Please answer from the text below on the Ig Nobel prizes: what did the Shiga University team invent?

▶ **Text shown**:
======
The Ig Nobel prize, the alternative to the regular Nobel Price, has gained in stature so much that this year, seven out of the ten recipients attended the ceremony. And they pay their own expenses, too. A bit like the Oscar alternative, the Razzie.
It is only really fair that such dedicated research should be duly brought to public attention.
Physiology Prize: Anna Wilkinson, from the University of Lincoln, and colleagues for their study in the journal Current Zoology titled “No Evidence of Contagious Yawning in the Red-Footed Tortoise”.
Chemistry Prize: A team led from Shiga University, Japan, that determined the ideal density of airborne wasabi to awaken sleeping people in case of a fire or other emergency, and for applying this knowledge to invent the wasabi alarm. Patent pending.
Medicine Prize: Shared by two teams whose independent research jointly established that people make better decisions about some kinds of things, but worse decisions about other kinds of things‚ when they have a strong urge to urinate.
Psychology Prize: Karl Halvor Teigen of the University of Oslo, Norway, for trying to understand why, in everyday life, people sigh.
Literature Prize: John Perry of Stanford University, US, for his Theory of Structured Procrastination, which says: To be a high achiever, always work on something important, using it as a way to avoid doing something that’s even more important.
Biology Prize: Darryl Gwynne and David Rentz for discovering that a certain kind of beetle mates with a certain kind of Australian beer bottle. The pair have published two papers on the topic.
Physics Prize: Philippe Perrin and colleagues for determining why discus throwers become dizzy, and why hammer throwers don’t.
======
[Point localization data]
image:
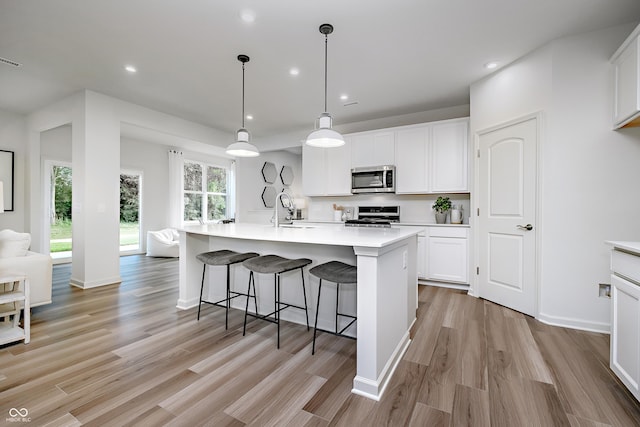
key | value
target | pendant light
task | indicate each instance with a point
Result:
(324, 136)
(242, 147)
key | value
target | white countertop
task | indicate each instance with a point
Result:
(402, 224)
(633, 247)
(325, 234)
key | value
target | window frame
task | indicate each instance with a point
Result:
(204, 194)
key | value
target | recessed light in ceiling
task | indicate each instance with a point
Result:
(248, 16)
(9, 62)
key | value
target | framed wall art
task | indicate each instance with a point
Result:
(6, 177)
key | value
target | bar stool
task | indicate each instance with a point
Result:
(223, 257)
(276, 265)
(339, 273)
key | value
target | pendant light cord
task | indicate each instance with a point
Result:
(326, 39)
(243, 95)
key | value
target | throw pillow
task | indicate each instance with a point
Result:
(13, 244)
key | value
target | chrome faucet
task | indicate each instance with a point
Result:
(289, 218)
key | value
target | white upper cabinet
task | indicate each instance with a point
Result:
(449, 148)
(373, 148)
(411, 159)
(326, 171)
(626, 69)
(433, 158)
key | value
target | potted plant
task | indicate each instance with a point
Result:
(441, 206)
======
▶ **Task solution**: The wasabi alarm.